Patchwork [RFC] First cut at using vec_construct for strided loads

login
register
mail settings
Submitter William J. Schmidt
Date June 13, 2012, 2:18 a.m.
Message ID <1339553936.18291.15.camel@gnopaine>
Download mbox | patch
Permalink /patch/164513/
State New
Headers show

Comments

William J. Schmidt - June 13, 2012, 2:18 a.m.
This patch is a follow-up to the discussion generated by
http://gcc.gnu.org/ml/gcc-patches/2012-06/msg00546.html.  I've added
vec_construct to the cost model for use in vect_model_load_cost, and
implemented a cost calculation that makes sense to me for PowerPC.  I'm
less certain about the default, i386, and spu implementations.  I took a
guess at i386 from the discussions we had, and used the same calculation
for the default and for spu.  I'm hoping you or others can fill in the
blanks if I guessed badly.

The i386 cost for vec_construct is different from all the others, which
are parameterized for each processor description.  This should probably
be parameterized in some way as well, but thought you'd know better than
I how that should be.  Perhaps instead of

	elements / 2 + 1

it should be

	(elements / 2) * X + Y

where X and Y are taken from the processor description, and represent
the cost of a merge and a permute, respectively.  Let me know what you
think.

Thanks,
Bill


2012-06-12  Bill Schmidt  <wschmidt@linux.ibm.com>

	* targhooks.c (default_builtin_vectorized_conversion): Handle
	vec_construct, using vectype to base cost on subparts.
	* target.h (enum vect_cost_for_stmt): Add vec_construct.
	* tree-vect-stmts.c (vect_model_load_cost): Use vec_construct
	instead of scalar_to-vec.
	* config/spu/spu.c (spu_builtin_vectorization_cost): Handle
	vec_construct in same way as default for now.
	* config/i386/i386.c (ix86_builtin_vectorization_cost): Likewise.
	* config/rs6000/rs6000.c (rs6000_builtin_vectorization_cost):
	Handle vec_construct, including special case for 32-bit loads.
Richard Guenther - June 13, 2012, 9:26 a.m.

* * * * *

> **Exercises to complete**
a – Retype, word for word, the passage of the patch page that opens with the words containing "Message ID <1339553936.18291.15.camel@gnopaine>" and closes with "- June 13, 2012, 2:18 a.m.".
b – Answer these questions from the patch page:
(i) For which platform does the author say the implemented cost calculation makes sense?
(ii) In the proposed expression, what do X and Y represent?
(iii) In which file is vec_construct added to enum vect_cost_for_stmt?
The lines placed after the patch page have no role in this work.

> **Supplied data**
* * * * *

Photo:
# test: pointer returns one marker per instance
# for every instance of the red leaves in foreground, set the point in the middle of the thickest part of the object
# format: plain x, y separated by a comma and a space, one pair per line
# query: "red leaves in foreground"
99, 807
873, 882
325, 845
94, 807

* * * * *

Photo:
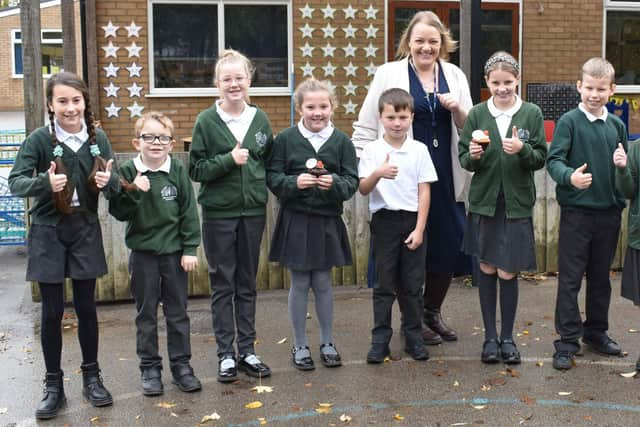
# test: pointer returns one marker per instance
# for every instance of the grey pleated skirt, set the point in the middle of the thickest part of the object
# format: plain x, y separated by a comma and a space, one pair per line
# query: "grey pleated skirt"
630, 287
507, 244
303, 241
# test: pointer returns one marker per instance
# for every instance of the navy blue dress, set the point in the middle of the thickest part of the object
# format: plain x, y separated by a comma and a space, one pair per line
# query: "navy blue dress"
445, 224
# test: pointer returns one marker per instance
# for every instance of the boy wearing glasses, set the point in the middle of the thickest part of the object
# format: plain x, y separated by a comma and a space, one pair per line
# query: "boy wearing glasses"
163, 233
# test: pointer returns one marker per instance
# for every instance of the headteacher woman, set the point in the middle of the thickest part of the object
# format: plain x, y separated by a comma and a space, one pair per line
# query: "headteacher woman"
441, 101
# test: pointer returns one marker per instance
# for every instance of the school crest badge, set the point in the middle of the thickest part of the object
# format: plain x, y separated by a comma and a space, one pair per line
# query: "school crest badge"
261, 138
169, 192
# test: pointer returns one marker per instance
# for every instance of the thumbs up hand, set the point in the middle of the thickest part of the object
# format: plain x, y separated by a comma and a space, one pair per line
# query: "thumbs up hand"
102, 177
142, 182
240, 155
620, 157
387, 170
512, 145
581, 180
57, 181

* * * * *

> **Completed exercise**
a –
Message ID <1339553936.18291.15.camel@gnopaine>
Download mbox | patch
Permalink /patch/164513/
State New
Headers show

Comments

William J. Schmidt - June 13, 2012, 2:18 a.m.

b –
(i) PowerPC.
(ii) X represents the cost of a merge, and Y represents the cost of a permute.
(iii) target.h.